> _EXERCISE DESCRIPTION_
Recast every line of the items below as a Markdown table, leaving out blank lines. Use a Row column for the row number and a Line column for the line itself.

Items from a dataset

────────────────────────────────────────

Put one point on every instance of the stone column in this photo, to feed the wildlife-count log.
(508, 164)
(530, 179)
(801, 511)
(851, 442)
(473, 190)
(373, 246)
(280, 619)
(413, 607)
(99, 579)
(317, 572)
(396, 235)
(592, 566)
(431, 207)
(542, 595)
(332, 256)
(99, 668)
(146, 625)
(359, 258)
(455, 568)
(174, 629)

────────────────────────────────────────

> _THE REPLY_
| Row | Line |
|---|---|
| 1 | Put one point on every instance of the stone column in this photo, to feed the wildlife-count log. |
| 2 | (508, 164) |
| 3 | (530, 179) |
| 4 | (801, 511) |
| 5 | (851, 442) |
| 6 | (473, 190) |
| 7 | (373, 246) |
| 8 | (280, 619) |
| 9 | (413, 607) |
| 10 | (99, 579) |
| 11 | (317, 572) |
| 12 | (396, 235) |
| 13 | (592, 566) |
| 14 | (431, 207) |
| 15 | (542, 595) |
| 16 | (332, 256) |
| 17 | (99, 668) |
| 18 | (146, 625) |
| 19 | (359, 258) |
| 20 | (455, 568) |
| 21 | (174, 629) |